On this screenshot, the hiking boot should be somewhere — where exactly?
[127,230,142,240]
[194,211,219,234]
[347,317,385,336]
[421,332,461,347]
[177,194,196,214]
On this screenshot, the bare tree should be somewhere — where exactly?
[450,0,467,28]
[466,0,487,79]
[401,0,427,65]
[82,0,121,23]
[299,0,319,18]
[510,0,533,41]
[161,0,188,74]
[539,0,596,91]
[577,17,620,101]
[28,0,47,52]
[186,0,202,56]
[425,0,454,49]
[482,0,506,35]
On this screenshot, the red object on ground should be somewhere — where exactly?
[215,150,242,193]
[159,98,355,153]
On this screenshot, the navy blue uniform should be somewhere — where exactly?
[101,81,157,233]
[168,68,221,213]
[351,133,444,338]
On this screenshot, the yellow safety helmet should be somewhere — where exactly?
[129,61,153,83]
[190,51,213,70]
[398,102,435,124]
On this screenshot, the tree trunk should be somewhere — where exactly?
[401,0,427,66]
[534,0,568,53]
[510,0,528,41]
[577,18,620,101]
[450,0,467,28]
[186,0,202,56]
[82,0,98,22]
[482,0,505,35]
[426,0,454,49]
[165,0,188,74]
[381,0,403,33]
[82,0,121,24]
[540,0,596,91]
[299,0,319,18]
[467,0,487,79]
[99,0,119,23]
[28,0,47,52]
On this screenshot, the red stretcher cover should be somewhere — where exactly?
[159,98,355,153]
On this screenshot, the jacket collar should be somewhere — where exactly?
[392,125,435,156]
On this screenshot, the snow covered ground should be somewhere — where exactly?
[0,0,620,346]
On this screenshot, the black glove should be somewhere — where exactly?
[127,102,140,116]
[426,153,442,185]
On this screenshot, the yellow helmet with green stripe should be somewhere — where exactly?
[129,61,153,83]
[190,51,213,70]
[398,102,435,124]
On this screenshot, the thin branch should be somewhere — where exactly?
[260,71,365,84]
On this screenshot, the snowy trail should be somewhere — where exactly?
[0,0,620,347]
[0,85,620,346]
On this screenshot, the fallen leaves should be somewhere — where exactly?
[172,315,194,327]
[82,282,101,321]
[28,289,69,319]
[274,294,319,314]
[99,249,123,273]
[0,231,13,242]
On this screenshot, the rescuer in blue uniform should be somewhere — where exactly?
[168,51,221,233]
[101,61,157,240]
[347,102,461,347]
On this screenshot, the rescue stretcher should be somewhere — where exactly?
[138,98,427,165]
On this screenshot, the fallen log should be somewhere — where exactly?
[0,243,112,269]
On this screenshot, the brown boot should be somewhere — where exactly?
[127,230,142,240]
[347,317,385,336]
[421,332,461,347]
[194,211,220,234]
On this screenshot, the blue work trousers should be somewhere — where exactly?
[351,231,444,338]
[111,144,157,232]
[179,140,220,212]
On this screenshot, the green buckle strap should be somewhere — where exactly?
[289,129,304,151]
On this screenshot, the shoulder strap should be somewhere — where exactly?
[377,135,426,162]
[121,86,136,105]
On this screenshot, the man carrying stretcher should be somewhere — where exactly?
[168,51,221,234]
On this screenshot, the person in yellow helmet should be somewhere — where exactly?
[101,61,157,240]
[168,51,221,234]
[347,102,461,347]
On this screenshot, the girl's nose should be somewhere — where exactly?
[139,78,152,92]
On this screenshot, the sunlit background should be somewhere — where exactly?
---------------
▶ **Work to complete**:
Repeat the entries shown above, every one, word for word.

▶ **Answer to the task**:
On this screenshot, the hiking boot should be somewhere — where exactly?
[127,230,142,240]
[194,211,219,234]
[347,317,385,336]
[421,332,461,347]
[177,194,196,214]
On this screenshot, the bare tree should be somewhere — where exactly?
[450,0,467,28]
[466,0,487,79]
[401,0,427,65]
[82,0,121,23]
[299,0,319,18]
[510,0,533,41]
[161,0,188,74]
[539,0,596,91]
[577,17,620,101]
[28,0,47,52]
[186,0,202,56]
[425,0,454,49]
[482,0,506,35]
On this screenshot, the red object on ground should be somewhere — where exactly?
[215,150,242,193]
[159,98,355,153]
On this screenshot, the navy blue uniform should be somewhere — where exactly?
[101,81,157,233]
[168,68,221,213]
[351,133,444,338]
On this screenshot, the yellow safety helmet should be somewhere — where exactly?
[129,61,153,83]
[190,51,213,70]
[398,102,435,124]
On this screenshot, the tree trunk should be somewhere — where exactly?
[401,0,427,66]
[534,0,568,53]
[510,0,528,41]
[577,18,620,101]
[450,0,467,28]
[186,0,202,56]
[82,0,98,22]
[482,0,505,35]
[426,0,454,49]
[165,0,188,74]
[381,0,403,33]
[82,0,121,24]
[540,0,596,91]
[299,0,319,18]
[467,0,487,79]
[99,0,119,23]
[28,0,47,52]
On this screenshot, the red stretcher cover should be somewhere — where exactly?
[159,98,355,153]
On this screenshot, the jacket collar should be somewhere — where exactly?
[392,125,435,156]
On this screenshot, the snow covered ground should be somewhere — where exactly?
[0,0,620,346]
On this screenshot, the black glove should be somewhere — where exactly?
[127,102,140,116]
[426,153,442,185]
On this screenshot, the yellow helmet with green stripe should be somewhere — where exactly?
[129,61,153,83]
[190,51,213,70]
[398,102,435,124]
On this screenshot, the thin branch should be somewhere — where exactly?
[260,71,365,84]
On this screenshot, the snowy trail should be somewhere — where exactly?
[0,0,620,347]
[0,85,620,346]
On this screenshot, the fallen leaves should be somewhere — where exactly?
[172,315,194,327]
[82,282,101,321]
[28,289,69,319]
[274,294,319,314]
[99,249,123,273]
[0,231,13,242]
On this screenshot, the rescuer in blue uniform should be somewhere — where exactly?
[168,51,221,233]
[101,61,157,240]
[347,102,461,347]
On this screenshot, the rescue stretcher should be somewhere — where exactly?
[138,98,427,165]
On this screenshot, the fallen log should be somewhere — where exactly?
[0,243,112,269]
On this screenshot, the brown boot should be somewhere — where exactly?
[127,230,142,240]
[347,317,385,336]
[421,332,461,347]
[194,211,220,234]
On this screenshot, the blue work trousers should be somewhere — where exactly?
[351,231,444,338]
[111,144,157,232]
[179,140,220,212]
On this screenshot, the green buckle strap should be somewhere — where exactly?
[289,129,304,151]
On this screenshot, the shoulder strap should be somewhere — where exactly?
[377,135,426,162]
[121,86,136,105]
On this screenshot, the man carrying stretcher should be somewhere — where exactly?
[168,51,221,234]
On this screenshot, the person in yellow helmet should be somewhere — where exactly?
[101,61,157,240]
[168,51,221,234]
[347,102,461,347]
On this screenshot, the girl's nose should be somewhere — where exactly?
[139,78,152,92]
On this screenshot, the sunlit background should be somewhere — where exactly?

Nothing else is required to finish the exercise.